The final, and least used school, is developed by modifying Hanyu pinyin as sanctioned by the State Council. It is the only school developed by professional linguists, mostly working in state-administered universities. While more than 20 competing schemes within this school have been published since the 1980s, the most notable one is the Shanghainese Pinyin (上海话拼音方案, often shortened to Qian's Pin [钱拼]), developed by Qian Nairong in 2006. This school is often used in formally published dictionaries and textbooks compiled by Qian and others.

==Comparison chart==
All examples are given in Shanghainese and Suzhounese.

[EXERCISE BRIEF] Reproduce the passage on Shanghainese romanization verbatim and in its entirety. Draw solely on the passage on Shanghainese romanization and consult no other source.

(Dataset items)
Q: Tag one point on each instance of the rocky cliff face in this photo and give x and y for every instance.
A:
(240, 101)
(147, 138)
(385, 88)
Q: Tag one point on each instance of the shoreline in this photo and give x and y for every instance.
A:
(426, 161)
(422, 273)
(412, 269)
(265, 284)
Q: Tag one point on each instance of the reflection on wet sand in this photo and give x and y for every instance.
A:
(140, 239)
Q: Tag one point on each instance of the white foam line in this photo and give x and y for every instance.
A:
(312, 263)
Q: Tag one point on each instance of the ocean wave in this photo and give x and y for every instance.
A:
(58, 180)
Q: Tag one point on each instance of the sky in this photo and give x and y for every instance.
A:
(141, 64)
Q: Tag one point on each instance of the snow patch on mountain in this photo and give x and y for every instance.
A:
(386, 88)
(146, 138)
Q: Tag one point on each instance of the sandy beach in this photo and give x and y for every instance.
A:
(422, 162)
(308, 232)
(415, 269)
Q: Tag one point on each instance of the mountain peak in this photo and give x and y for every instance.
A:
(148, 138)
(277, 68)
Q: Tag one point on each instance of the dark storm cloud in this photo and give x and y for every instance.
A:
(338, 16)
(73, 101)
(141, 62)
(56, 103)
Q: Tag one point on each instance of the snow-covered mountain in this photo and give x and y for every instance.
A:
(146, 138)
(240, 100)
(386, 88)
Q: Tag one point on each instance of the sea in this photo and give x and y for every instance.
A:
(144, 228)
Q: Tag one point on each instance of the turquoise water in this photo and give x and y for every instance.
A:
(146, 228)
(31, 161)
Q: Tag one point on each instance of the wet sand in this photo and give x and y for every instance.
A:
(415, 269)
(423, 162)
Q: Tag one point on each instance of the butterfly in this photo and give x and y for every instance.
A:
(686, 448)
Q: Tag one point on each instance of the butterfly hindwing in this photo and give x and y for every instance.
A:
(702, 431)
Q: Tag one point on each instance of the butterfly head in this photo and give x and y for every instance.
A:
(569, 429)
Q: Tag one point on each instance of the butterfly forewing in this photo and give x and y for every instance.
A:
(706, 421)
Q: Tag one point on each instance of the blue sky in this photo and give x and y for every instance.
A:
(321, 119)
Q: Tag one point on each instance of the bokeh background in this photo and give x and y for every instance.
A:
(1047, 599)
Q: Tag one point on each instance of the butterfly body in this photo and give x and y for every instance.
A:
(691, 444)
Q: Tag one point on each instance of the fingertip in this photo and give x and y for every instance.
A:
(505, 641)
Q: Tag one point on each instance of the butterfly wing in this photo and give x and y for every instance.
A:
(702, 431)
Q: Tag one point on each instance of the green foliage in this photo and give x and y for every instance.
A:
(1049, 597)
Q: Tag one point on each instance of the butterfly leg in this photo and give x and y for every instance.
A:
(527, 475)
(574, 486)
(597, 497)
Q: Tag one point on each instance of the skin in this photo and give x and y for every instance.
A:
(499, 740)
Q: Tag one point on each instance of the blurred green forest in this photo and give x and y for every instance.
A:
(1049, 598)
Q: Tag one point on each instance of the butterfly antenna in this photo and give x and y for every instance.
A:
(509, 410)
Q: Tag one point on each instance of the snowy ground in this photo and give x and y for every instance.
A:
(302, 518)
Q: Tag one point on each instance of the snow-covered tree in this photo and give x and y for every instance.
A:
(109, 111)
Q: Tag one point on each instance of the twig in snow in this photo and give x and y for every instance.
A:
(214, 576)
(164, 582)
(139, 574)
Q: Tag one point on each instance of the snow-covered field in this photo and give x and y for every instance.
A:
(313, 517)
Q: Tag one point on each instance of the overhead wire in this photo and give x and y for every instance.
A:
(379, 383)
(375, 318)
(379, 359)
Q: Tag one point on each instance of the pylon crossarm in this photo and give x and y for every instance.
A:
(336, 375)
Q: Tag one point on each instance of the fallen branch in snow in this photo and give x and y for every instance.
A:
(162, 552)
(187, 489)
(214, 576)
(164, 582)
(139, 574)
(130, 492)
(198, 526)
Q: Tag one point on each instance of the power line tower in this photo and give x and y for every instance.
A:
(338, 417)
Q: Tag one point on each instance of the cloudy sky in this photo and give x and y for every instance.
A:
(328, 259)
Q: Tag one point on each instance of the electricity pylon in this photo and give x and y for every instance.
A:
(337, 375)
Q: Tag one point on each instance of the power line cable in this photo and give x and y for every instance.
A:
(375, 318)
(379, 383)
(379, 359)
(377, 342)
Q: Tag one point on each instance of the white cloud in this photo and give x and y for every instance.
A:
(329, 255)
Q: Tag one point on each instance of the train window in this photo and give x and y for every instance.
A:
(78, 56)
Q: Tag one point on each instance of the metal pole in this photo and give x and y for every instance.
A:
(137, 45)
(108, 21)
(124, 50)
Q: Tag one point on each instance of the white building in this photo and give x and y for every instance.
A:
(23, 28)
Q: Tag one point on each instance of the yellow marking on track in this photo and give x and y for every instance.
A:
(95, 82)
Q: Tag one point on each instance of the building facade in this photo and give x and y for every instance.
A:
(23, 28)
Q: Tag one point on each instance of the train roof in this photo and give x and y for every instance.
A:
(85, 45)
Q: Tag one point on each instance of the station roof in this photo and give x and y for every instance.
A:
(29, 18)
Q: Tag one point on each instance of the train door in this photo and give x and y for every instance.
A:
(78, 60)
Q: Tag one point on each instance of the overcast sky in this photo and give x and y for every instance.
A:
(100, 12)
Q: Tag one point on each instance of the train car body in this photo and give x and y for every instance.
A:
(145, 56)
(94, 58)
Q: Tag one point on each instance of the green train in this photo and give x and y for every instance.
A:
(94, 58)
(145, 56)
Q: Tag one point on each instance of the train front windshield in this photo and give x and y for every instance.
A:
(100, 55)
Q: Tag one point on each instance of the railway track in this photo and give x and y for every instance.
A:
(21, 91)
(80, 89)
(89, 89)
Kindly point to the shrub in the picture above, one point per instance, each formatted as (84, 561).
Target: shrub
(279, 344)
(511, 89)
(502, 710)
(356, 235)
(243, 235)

[CORRECT RESULT]
The final, and least used school, is developed by modifying Hanyu pinyin as sanctioned by the State Council. It is the only school developed by professional linguists, mostly working in state-administered universities. While more than 20 competing schemes within this school have been published since the 1980s, the most notable one is the Shanghainese Pinyin (上海话拼音方案, often shortened to Qian's Pin [钱拼]), developed by Qian Nairong in 2006. This school is often used in formally published dictionaries and textbooks compiled by Qian and others.

==Comparison chart==
All examples are given in Shanghainese and Suzhounese.